### EXCERPT PROVIDED:
........

# Charger flap closes too quickly - workaround



## bwilson4web (Mar 4, 2019)

When I arrive home with the dogs, the charging flap closes too quickly when I pickup the J1772 plug. But I found two workarounds:

Open the trunk too - it suspends closing the flap and it is easy enough to the close the trunk.
Leave door cracked open - this doesn't work if the dogs are in the car. Regardless, it too suspends closing the flap.
In the world of problems, this is a nit but don't we all come here to nit pick? <GRINS>

Bob Wilson


----------



## lance.bailey (Apr 1, 2019)

interestingly, I'm havign issues with the flap opening on touch. It used to be that it popped open easily - too easily sometimes when washing the car.

now if i think to charge the car in the evening i'll go out to the garage and the flap won't open. I have a juice box with the j1772 adapter so i do not have the tesla charger open me button on the charger handle.

I'll pull my phone out of my pocket and open up the app, wait for the car and app to connect ... and still the flap won't open. so i'll pop a door ... still the flap won't open on touch. 

finally i'll open the flap via the phone app, close it (or let it close on timeout) and after that the flap opens on touch. so the touch sensor works, just not when I need it to work.

can someone with a j17772 charger describe when the flap opens on touch? is it only just after driving? is it only after the flap has been activated via another means?


----------



## garsh (Apr 4, 2016)

lance.bailey said:


> ... still the flap won't open on touch.


That usually means that the little magnet fell out of the flap.


----------



## lance.bailey (Apr 1, 2019)

nope, magnet is still there (just checked) and after I open/close the flap from the app touch works fine. I just want it to work without needing the app to prime it like an old pump.


----------



## bwilson4web (Mar 4, 2019)

garsh said:


> That usually means that the little magnet fell out of the flap.


Mine does open sometimes on touch. Just it closes too quickly unless I crack the door or open the trunk. I took a photo earlier but it seems something is there. I'll have to check if magnetic.

Bob Wilson


----------



## pweady (Dec 18, 2018)

bwilson4web said:


> When I arrive home with the dogs, the charging flap closes too quickly when I pickup the J1772 plug. But I found two workarounds:
> 
> Open the trunk too - it suspends closing the flap and it is easy enough to the close the trunk.
> Leave door cracked open - this doesn't work if the dogs are in the car. Regardless, it too suspends closing the flap.
> ...


I had the same problem too when using the adapter. My workaround is to release the latch on the charging cable and wait a second for the light to turn blue on the car. Then I remove the plug and the door doens't close too early so I can remove the adapter. I don't know if it's a universal solution but it works on the charger I'm using at least.


----------



## bwilson4web (Mar 4, 2019)

The adapter is too tight on the J1772 end so it stays there all the time. I bought a second adapter for when away from home.

Bob Wilson


----------

........

### GIVEN ENTRIES:
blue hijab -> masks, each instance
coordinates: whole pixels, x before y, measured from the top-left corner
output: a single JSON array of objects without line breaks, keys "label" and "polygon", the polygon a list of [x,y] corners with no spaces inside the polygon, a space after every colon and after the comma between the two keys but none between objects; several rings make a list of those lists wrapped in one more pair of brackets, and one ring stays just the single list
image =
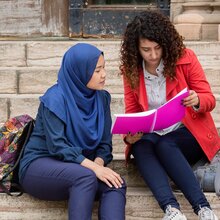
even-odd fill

........

Repeat the charger flap thread from "interestingly, I'm havign" up to and including "it to work.", substituting "charge port cover" for "flap".

### WORKED SOLUTION:
interestingly, I'm havign issues with the charge port cover opening on touch. It used to be that it popped open easily - too easily sometimes when washing the car.

now if i think to charge the car in the evening i'll go out to the garage and the charge port cover won't open. I have a juice box with the j1772 adapter so i do not have the tesla charger open me button on the charger handle.

I'll pull my phone out of my pocket and open up the app, wait for the car and app to connect ... and still the charge port cover won't open. so i'll pop a door ... still the charge port cover won't open on touch. 

finally i'll open the charge port cover via the phone app, close it (or let it close on timeout) and after that the charge port cover opens on touch. so the touch sensor works, just not when I need it to work.